_Exercise text_.
Friday, June 23, 2006

Sichuan Pepper

Sichuan Pepper - Wikipedia, the free encyclopedia [Anonymoused] because inside china:
not anonymoused: http://en.wikipedia.org/wiki/Sichuan_pepper
"Sichuan pepper (or Szechuan pepper) is the outer pod of the tiny fruit of a number of species in the genus Zanthoxylum (most commonly Zanthoxylum piperitum, Zanthoxylum simulans, and Zanthoxylum sancho), widely grown and consumed in Asia as a spice. Despite the name, it is not related to black pepper. It is widely used in the cuisine of Sichuan, China, from which it takes its name, as well as Tibetan, Bhutani, and Japanese cuisines, among others.

It is known in Chinese as 花椒 , pinyin: huājiāo, literally 'flower pepper'; a lesser-used name is 山椒 shānjiāo, 'mountain pepper' (not to be confused with Tasmanian mountain pepper). In Japanese, it is 山椒 sanshō, using the same Chinese characters as shanjiao. In Tibetan, it is known as emma."
Article en Français (plus petit mais interessant):
Malgré son nom, cette épice ne fait pas partie de la famille du poivre, mais bien de celle du citron.

_Raw data_.
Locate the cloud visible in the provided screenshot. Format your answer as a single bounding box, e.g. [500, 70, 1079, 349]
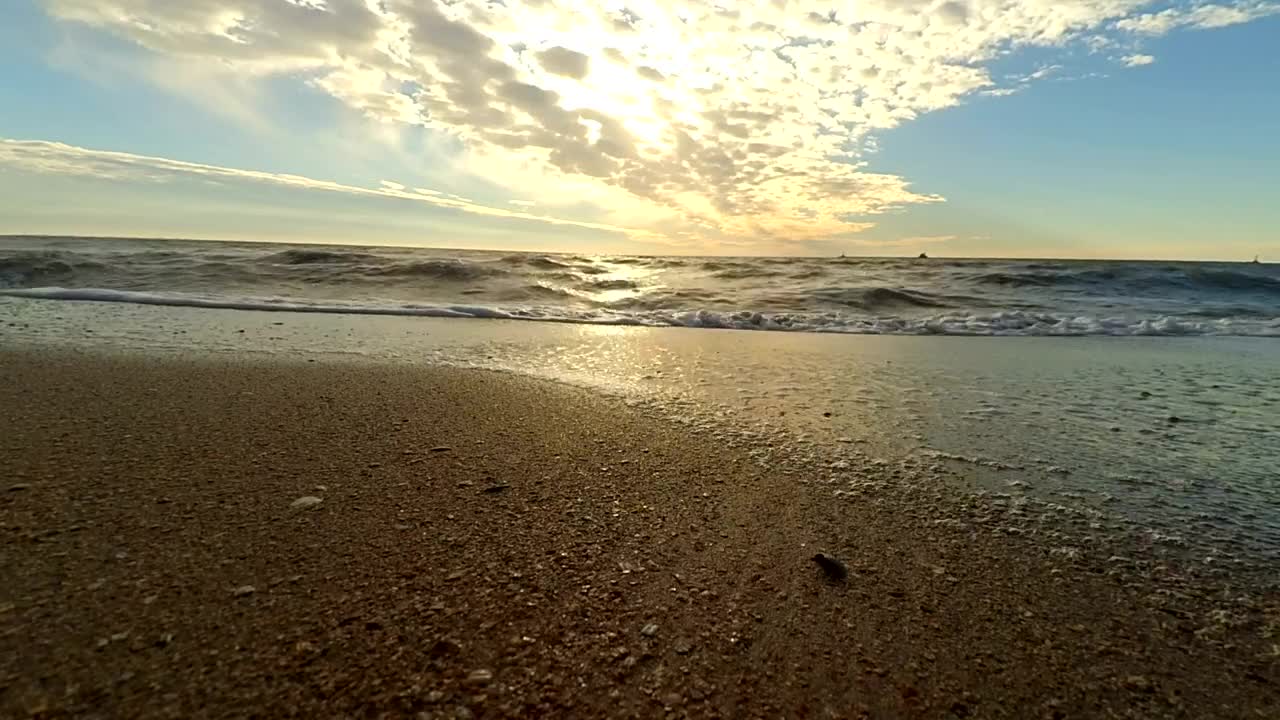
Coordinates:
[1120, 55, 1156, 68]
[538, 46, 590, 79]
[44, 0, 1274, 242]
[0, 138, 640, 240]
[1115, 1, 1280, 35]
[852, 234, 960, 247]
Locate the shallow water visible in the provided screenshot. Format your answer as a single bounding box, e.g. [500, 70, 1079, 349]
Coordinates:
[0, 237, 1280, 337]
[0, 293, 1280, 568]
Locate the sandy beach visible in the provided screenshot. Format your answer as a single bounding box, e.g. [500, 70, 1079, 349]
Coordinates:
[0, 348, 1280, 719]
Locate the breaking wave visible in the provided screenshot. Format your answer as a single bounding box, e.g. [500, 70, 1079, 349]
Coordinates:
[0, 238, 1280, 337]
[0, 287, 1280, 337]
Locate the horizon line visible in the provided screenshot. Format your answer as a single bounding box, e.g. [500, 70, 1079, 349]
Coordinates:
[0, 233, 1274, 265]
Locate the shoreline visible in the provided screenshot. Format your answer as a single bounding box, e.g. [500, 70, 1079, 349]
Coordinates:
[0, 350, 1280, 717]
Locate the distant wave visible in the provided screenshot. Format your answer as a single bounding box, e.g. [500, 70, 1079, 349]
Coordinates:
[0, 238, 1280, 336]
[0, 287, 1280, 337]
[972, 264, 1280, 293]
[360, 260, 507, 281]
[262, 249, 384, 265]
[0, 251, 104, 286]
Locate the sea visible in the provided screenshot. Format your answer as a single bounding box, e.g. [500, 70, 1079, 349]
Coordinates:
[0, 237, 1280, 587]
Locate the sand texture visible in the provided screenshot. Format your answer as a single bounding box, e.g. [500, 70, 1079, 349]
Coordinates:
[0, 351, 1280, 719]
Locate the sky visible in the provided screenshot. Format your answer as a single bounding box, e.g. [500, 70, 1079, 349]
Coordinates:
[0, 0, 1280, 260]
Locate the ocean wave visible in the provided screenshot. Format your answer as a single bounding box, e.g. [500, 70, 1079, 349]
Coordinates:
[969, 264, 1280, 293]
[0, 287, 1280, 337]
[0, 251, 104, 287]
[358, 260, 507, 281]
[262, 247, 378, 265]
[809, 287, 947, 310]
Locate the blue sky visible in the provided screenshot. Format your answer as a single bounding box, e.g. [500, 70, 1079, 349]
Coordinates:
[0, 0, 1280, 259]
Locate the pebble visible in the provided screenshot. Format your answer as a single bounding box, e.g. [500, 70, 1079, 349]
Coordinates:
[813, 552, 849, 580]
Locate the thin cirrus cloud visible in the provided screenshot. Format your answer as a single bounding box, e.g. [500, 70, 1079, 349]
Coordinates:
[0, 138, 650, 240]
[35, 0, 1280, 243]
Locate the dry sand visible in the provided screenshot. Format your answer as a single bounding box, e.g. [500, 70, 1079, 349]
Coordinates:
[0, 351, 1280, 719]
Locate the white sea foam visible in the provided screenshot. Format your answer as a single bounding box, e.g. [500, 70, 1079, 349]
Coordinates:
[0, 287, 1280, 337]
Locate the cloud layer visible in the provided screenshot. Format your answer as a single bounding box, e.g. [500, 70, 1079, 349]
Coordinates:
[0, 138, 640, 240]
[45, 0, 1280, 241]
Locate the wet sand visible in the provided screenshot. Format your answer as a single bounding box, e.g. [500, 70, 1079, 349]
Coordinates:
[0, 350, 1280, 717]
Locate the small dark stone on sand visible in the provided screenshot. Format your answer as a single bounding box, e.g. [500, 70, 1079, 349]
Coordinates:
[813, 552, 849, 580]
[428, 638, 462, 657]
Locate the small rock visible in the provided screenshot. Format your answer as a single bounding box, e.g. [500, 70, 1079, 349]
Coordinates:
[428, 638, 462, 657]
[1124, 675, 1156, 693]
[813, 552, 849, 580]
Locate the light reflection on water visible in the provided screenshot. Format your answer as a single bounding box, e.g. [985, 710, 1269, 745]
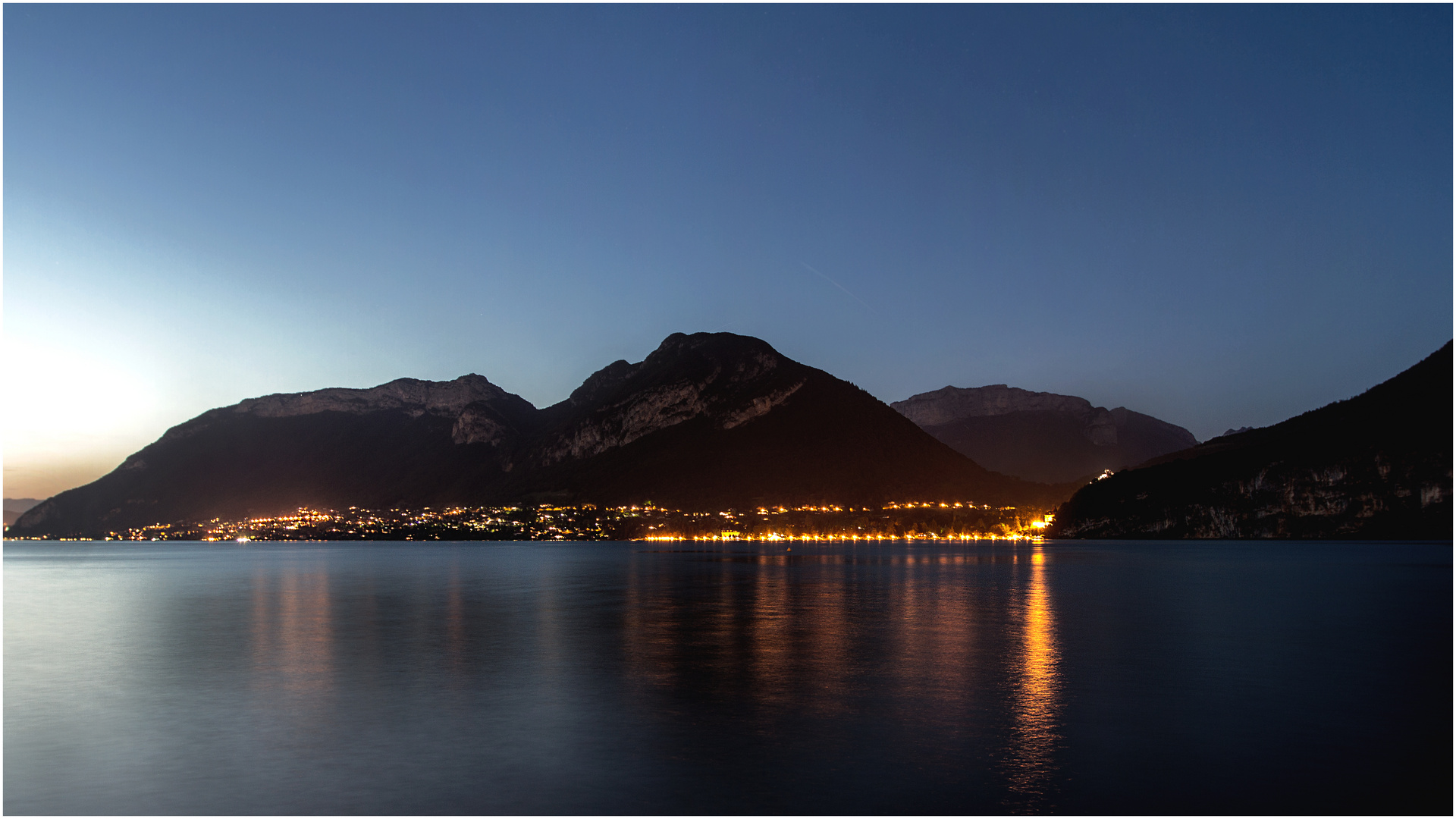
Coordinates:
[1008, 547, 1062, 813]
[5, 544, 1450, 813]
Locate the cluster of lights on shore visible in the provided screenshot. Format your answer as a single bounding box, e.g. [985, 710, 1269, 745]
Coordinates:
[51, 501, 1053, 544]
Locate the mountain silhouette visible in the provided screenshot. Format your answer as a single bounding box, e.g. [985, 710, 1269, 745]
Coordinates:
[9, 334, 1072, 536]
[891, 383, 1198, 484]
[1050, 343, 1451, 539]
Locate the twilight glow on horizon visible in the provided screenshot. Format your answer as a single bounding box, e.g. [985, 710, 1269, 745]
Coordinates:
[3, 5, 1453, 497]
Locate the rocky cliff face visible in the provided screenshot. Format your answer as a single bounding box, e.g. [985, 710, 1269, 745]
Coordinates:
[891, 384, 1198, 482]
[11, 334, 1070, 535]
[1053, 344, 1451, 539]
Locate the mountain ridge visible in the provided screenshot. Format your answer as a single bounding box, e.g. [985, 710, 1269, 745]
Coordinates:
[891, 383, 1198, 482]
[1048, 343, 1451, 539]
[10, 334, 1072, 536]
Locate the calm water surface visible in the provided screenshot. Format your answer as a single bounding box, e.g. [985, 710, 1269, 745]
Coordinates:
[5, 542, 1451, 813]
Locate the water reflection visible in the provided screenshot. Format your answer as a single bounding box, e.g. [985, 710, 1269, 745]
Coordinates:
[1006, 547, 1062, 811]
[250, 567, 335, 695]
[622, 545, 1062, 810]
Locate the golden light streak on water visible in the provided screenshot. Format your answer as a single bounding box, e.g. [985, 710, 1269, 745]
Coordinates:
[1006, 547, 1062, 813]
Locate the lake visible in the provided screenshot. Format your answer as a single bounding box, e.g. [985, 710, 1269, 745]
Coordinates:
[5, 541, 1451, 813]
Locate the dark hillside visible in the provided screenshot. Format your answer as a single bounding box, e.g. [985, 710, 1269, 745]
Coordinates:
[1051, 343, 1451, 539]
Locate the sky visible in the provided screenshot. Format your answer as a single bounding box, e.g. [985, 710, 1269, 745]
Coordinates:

_Exercise details_. In the Sichuan pepper text, what is the literal meaning of the Chinese name huājiāo?

_Completed exercise_. Flower pepper.